*** Opening of EXERCISE INPUTS ***
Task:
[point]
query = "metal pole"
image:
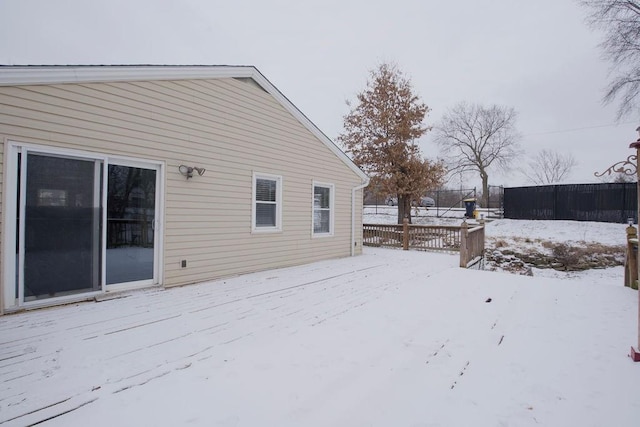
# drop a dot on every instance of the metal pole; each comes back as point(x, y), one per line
point(635, 354)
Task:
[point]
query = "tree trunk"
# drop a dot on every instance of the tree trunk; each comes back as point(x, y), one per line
point(404, 208)
point(485, 190)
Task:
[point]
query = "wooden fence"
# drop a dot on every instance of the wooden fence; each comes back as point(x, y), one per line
point(468, 241)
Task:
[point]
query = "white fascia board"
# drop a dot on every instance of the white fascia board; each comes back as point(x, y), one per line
point(39, 75)
point(288, 105)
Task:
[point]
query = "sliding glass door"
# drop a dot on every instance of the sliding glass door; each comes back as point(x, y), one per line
point(61, 249)
point(82, 224)
point(131, 212)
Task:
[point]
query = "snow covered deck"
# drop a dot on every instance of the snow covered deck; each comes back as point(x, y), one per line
point(389, 338)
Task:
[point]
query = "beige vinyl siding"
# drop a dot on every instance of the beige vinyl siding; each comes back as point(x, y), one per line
point(231, 128)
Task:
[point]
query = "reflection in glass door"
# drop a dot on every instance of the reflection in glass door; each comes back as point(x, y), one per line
point(60, 224)
point(131, 209)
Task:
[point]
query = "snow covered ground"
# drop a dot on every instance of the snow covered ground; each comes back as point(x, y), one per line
point(390, 338)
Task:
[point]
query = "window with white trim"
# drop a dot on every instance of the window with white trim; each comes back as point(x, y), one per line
point(267, 202)
point(322, 209)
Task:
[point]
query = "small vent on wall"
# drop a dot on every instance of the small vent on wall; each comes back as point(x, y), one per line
point(250, 81)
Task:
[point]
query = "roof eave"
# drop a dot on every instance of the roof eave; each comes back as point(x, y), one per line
point(40, 75)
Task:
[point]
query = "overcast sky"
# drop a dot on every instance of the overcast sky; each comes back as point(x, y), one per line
point(536, 56)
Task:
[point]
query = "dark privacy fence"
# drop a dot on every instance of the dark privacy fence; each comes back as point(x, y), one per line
point(610, 202)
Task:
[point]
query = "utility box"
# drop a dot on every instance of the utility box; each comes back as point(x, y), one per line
point(470, 208)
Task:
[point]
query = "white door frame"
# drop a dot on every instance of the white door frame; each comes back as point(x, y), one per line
point(11, 301)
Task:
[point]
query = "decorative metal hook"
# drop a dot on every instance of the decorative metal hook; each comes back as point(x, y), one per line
point(188, 170)
point(627, 167)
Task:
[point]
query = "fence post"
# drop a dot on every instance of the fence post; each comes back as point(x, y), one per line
point(631, 262)
point(464, 251)
point(405, 234)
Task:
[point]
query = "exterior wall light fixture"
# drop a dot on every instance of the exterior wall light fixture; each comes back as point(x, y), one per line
point(188, 170)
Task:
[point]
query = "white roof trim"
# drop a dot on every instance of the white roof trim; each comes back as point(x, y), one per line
point(39, 75)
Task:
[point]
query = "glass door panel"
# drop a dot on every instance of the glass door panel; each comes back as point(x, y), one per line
point(131, 209)
point(61, 234)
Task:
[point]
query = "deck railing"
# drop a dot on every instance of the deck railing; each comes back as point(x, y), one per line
point(468, 241)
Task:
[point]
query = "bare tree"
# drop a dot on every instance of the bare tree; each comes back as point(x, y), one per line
point(549, 167)
point(380, 134)
point(620, 21)
point(475, 138)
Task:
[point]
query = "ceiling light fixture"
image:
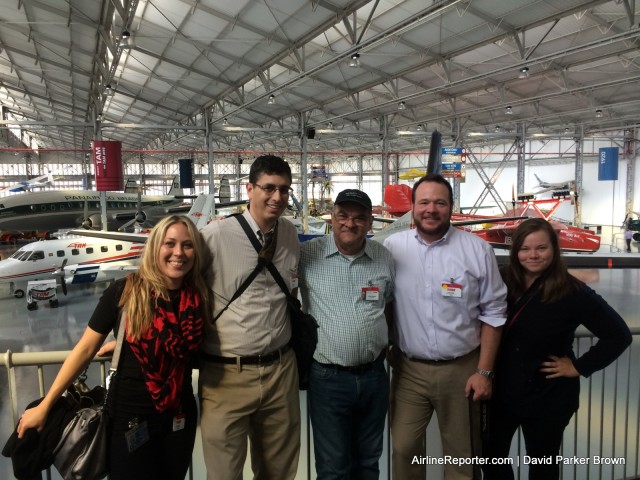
*** Close of EXERCISE INPUTS ***
→ YOUR OBJECTIVE
With the images removed, give back every entry exactly as shown.

→ RESULT OF THE EXERCISE
Task:
[point]
query = "metal pole"
image:
# drop a dot on every instance of the metal pole; each comes back as point(x, y), one per line
point(635, 354)
Task:
[point]
query = "tree trunk"
# drop a dot on every instance of the tree trunk; each comes back as point(x, y), one per line
point(404, 208)
point(485, 190)
Task:
[point]
query = "wooden fence"
# drop a dot on every instance of the wooden fence; each comes back as point(x, y), one per line
point(468, 241)
Task:
[point]
query = "white fascia board"
# drop a dot on every instance of the white fascia board; each comes back as point(x, y), one per line
point(39, 75)
point(288, 105)
Task:
[point]
query = "sliding glass door"
# drop a dot on every instance of the sliding glass door; each comes back as point(x, y), one per line
point(61, 249)
point(82, 224)
point(131, 212)
Task:
[point]
query = "snow covered deck"
# drop a dot on every instance of the snow covered deck; each comes back as point(x, y), one per line
point(389, 338)
Task:
[point]
query = "beige vinyl siding"
# drop a dot on every instance of the beige vinyl siding; each comes back as point(x, y), one per line
point(231, 128)
Task:
[point]
query = "reflection in glass door"
# drop a dot on every instance of the reflection in glass door; each comes back as point(x, y), one per line
point(60, 224)
point(131, 209)
Task:
[point]
query = "snow covered ground"
# drop a dot on every instance of the snow covered ground; each comes back as point(x, y), one per line
point(390, 338)
Task:
[point]
query = "window with white trim"
# drop a dot on every instance of the window with white trim; each comes back as point(x, y), one per line
point(267, 202)
point(322, 209)
Task:
[point]
query = "small vent on wall"
# drop a dot on every instance of the small vent on wall; each comes back as point(x, y), one per line
point(250, 81)
Task:
[point]
query = "roof eave"
# drop a dot on every instance of the roof eave; each comes back as point(x, y), one per line
point(40, 75)
Task:
[point]
query = "overcast sky"
# drop a dot on every instance of the overcast sky; each comes back as point(x, y), one per line
point(536, 56)
Task:
[point]
query = "dark privacy fence"
# drop a dot on every instance of the dark privacy fence; each comes back as point(x, y), one per line
point(610, 202)
Task:
[point]
query = "utility box"
# drop a dot on every instance of the utility box; each comes back as point(x, y), one per line
point(470, 208)
Task:
[point]
query = "white door frame"
# drop a dot on every instance of the white door frame; each comes back as point(x, y), one per line
point(11, 301)
Task:
[point]
query = "decorative metal hook"
# drop a dot on every instance of the decorative metal hook; each comes back as point(x, y), one per line
point(188, 170)
point(627, 167)
Task:
[point]
query = "fence post"
# drop a dot on every instance of the fence post; each comes back as point(x, y), one per line
point(631, 262)
point(464, 251)
point(405, 234)
Task:
[point]
query = "exterior wall light fixture"
# drop a dot on every instance of the exterior wall light fixture; each comes back as point(x, y), one per line
point(188, 170)
Task:
[point]
query = "white roof trim"
# drop a dot on every instance of the white roof trim; each comes back as point(x, y), one per line
point(39, 75)
Task:
[point]
query = "glass door panel"
# drop a dot on every instance of the glass door panel; each comes back as point(x, y), one per line
point(131, 209)
point(61, 234)
Task:
[point]
query = "deck railing"
# drop a dot on every instance of the deck railing; each comes back as point(x, y), one per line
point(468, 241)
Task:
[point]
query = "bare tree"
# drop a dot on every instance of the bare tree; each comes back as point(x, y), one per line
point(549, 167)
point(380, 134)
point(620, 21)
point(475, 138)
Task:
[point]
query = "ceiling light fixture"
image:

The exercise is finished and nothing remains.